> TASK TO COMPLETE:
Reproduce the part of the passage on AGI timelines starting at "Here’s how I" and ending at "the 3.5-to-4 jump.".

> PASSAGE PROVIDED:
══════

Back to last year’s AGI Friday on dejobification, I then talked about different ways automation of more and more office work might play out. My prediction was, and still is, for at least the next year, that mostly employers will expect you to keep working 40 hours/week and just be that much more productive by using AI. We might still be figuring out the “much more productive” part (for non-programmers). I expected a big GDP boost, not necessarily by this year, but that metric sure seems to be lagging.
Here’s how I ended the AGI Friday a year ago:
This is pretty scary [that we don’t know how to align AGI yet]. Or you could take comfort that [AGI] seemed imminent with the release of GPT-4 in 2023 and here we are 2+ [now 3+] years later and it… also seems imminent? Which implies that “seeming imminent” isn’t exactly reliable. To get more analytical, the consensus does seem to be that timelines for AGI have stretched a bit, in particular because GPT-4.5 was underwhelming compared to the 3.5-to-4 jump.
True fact at the time. The consensus now is that timelines have shrunk again. Let me link again to the AI Futures Project who for many years have diligently recorded how their AGI predictions have changed in light of ongoing AI progress:
Of course then there’s Demis Hassabis who founded DeepMind (now part of Google) in 2010 and has been aiming for AGI in the early 2030s the entire time. Or Ray Kurzweil who famously predicted in 1999 that we’d hit AGI in 2029. I spent all of grad school thinking he was an idiot. You can’t just blindly extrapolate hardware trends and expect the software to just work itself out! And yet, here we are. I’m still betting against timelines that early but it’s hard to call Kurzweil an idiot at this point. About this, at least.

══════

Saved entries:
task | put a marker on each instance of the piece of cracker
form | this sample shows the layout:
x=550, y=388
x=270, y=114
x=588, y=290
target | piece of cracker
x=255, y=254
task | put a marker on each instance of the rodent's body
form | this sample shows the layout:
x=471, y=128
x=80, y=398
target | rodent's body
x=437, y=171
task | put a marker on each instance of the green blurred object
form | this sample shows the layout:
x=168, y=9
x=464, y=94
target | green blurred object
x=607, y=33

══════

> FINISHED EXERCISE:
Here’s how I ended the AGI Friday a year ago:
This is pretty scary [that we don’t know how to align AGI yet]. Or you could take comfort that [AGI] seemed imminent with the release of GPT-4 in 2023 and here we are 2+ [now 3+] years later and it… also seems imminent? Which implies that “seeming imminent” isn’t exactly reliable. To get more analytical, the consensus does seem to be that timelines for AGI have stretched a bit, in particular because GPT-4.5 was underwhelming compared to the 3.5-to-4 jump.